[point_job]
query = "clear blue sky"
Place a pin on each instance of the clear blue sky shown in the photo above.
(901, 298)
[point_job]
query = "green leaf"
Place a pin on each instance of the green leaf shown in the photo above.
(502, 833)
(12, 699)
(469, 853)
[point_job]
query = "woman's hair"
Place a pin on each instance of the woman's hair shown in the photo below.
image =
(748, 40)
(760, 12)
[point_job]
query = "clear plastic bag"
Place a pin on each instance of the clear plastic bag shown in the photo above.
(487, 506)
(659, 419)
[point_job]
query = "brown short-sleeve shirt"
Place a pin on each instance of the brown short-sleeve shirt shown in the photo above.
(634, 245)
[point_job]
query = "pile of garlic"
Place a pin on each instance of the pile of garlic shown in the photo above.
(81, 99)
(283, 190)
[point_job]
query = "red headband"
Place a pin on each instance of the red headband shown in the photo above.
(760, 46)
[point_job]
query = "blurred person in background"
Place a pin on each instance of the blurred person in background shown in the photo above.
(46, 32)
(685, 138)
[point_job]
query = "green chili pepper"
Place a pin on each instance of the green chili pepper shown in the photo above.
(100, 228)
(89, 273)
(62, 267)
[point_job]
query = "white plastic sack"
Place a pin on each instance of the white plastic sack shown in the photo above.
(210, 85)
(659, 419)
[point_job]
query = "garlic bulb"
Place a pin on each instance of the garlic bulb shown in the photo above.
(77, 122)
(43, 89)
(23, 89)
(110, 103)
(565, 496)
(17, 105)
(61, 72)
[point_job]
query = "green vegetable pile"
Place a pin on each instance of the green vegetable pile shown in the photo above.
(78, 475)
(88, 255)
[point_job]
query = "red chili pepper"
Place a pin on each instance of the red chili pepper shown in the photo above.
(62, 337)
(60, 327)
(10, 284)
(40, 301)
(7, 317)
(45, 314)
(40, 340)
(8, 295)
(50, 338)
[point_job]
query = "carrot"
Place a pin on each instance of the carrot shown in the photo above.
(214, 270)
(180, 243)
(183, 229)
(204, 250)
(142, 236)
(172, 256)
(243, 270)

- - -

What you are asked to do
Take the line containing "Place a pin on each instance of the pile" as the start and the last line of the data as the end, and reproduce that range exactly.

Result
Place a pin on each instance of the pile of garlic shown in the photo above.
(81, 99)
(283, 190)
[point_job]
query = "red headband"
Place a pin on each instance of the red headband shown in the photo above.
(760, 46)
[point_job]
query = "blurred person in background"
Place a pin on each instance of the blurred person in background shown in the photo above.
(46, 32)
(685, 138)
[point_job]
query = "green chili pepper"
Place a pin on each instance of the green chili pepper shown in the photo above.
(100, 228)
(89, 273)
(62, 267)
[point_job]
query = "white plastic sack"
Place a pin on each instance of the white plastic sack shown in the photo above.
(210, 85)
(659, 419)
[point_job]
query = "garlic bulb"
Place a pin on each instance of the garlic bulb shown in the photo above.
(77, 122)
(43, 89)
(23, 89)
(110, 103)
(565, 496)
(17, 105)
(61, 72)
[point_job]
query = "green vegetable pile"
Place a pin on each instance of the green vegetable pile shown in the photo above.
(78, 475)
(88, 255)
[point_job]
query = "red chili pepper"
Place a pin on each instance of the red chili pepper shown in the photo above.
(62, 337)
(60, 327)
(10, 284)
(40, 301)
(7, 317)
(45, 314)
(40, 340)
(8, 295)
(50, 338)
[point_job]
query = "carrot"
Place a pin on each instance of the carrot shown in the photo above.
(214, 270)
(180, 243)
(183, 229)
(204, 250)
(142, 236)
(172, 256)
(243, 270)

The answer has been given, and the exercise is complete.